- [Task requirements]: In the dumbbell forum thread below, explain in one to three sentences why the gym manager seeking 55 to 60 kg dumbbells turns down the idea of adjustable ones.

# Where to buy dumbells



## El Toro Mr UK98 (Nov 11, 2011)

Ive just been looking on the net where to buy some dumbells for the gym i manage and cant find anyone who will sell me a single pair.

Does anyone know where to look to price up some 55 kg and possibly 60 kg dumbells ???


----------



## Gorgeous_George (Apr 22, 2012)

i got some of ebay a while ago and you can get non name brand ones so they are alot cheaper too


----------



## El Toro Mr UK98 (Nov 11, 2011)

Gorgeous_George said:


> i got some of ebay a while ago and you can get non name brand ones so they are alot cheaper too


Thanks but I looked mate they dont go anywhere near 55 -60 kg ones though


----------



## Gorgeous_George (Apr 22, 2012)

can u get adjustable ones? maybe u can buy more plates for it seperate, tbh i found it hard to find good db's all u find is those sand filled ones that can go up to a back breaking 12.5kg lol


----------



## El Toro Mr UK98 (Nov 11, 2011)

Gorgeous_George said:


> can u get adjustable ones? maybe u can buy more plates for it seperate, tbh i found it hard to find good db's all u find is those sand filled ones that can go up to a back breaking 12.5kg lol


I think at the weight im after they have to be solid and dont realy want ajustable as it wouldnt look right in the gym.

Gymrats do a full set upto 100kg but wont just sell one or two pairs ;(


----------



## DoubleXL- (Feb 13, 2012)

I'm sure Milky was selling some pretty heavy ones mate??


----------



## El Toro Mr UK98 (Nov 11, 2011)

DoubleXL- said:


> I'm sure Milky was selling some pretty heavy ones mate??


thanks pal, ill see if he reads this, if not ill fire him a pm


----------



## 2H3ENCH4U (May 23, 2012)

Available in weights up to 100kg The Watson Pro Dumbbells also have the advantage of being totally customisable with your companies Logo, choice of Handle Thickness (up to 2 1/2"), End Plate colour, Type of Knurling and Fixed or Revolving Handles.

http://www.gymequipment.uk.com/store/item/388wq/Dumbbells/Watson_Pro_Dumbbells.html

They are some sexy looking dumbells :drool:


----------



## marknorthumbria (Oct 1, 2009)

Get in touch with some steel fabricators or similar, knock you up any sizes balanced as well as the professional ones for a fraction, that's what my local gym does


----------

- [Collected data]:
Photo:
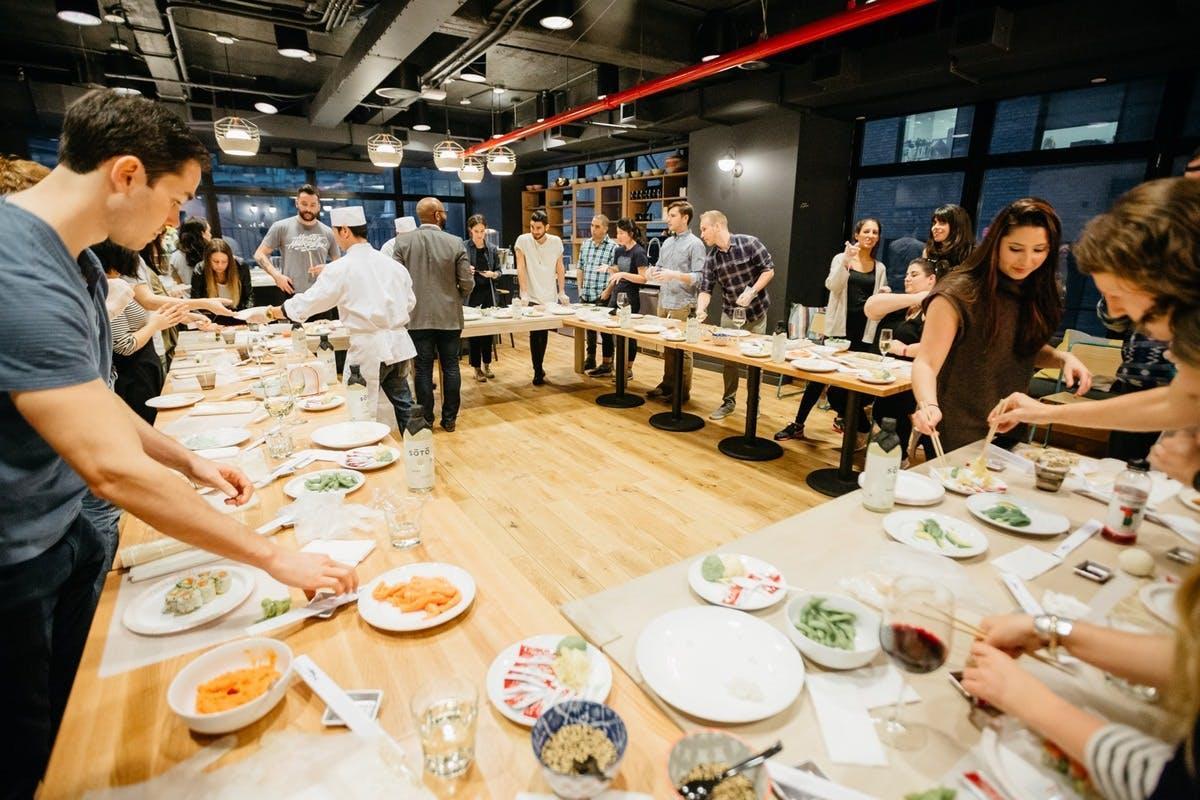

- [Written solution]: The gym manager thinks dumbbells at that weight have to be solid. Adjustable ones also wouldn't look right in the gym.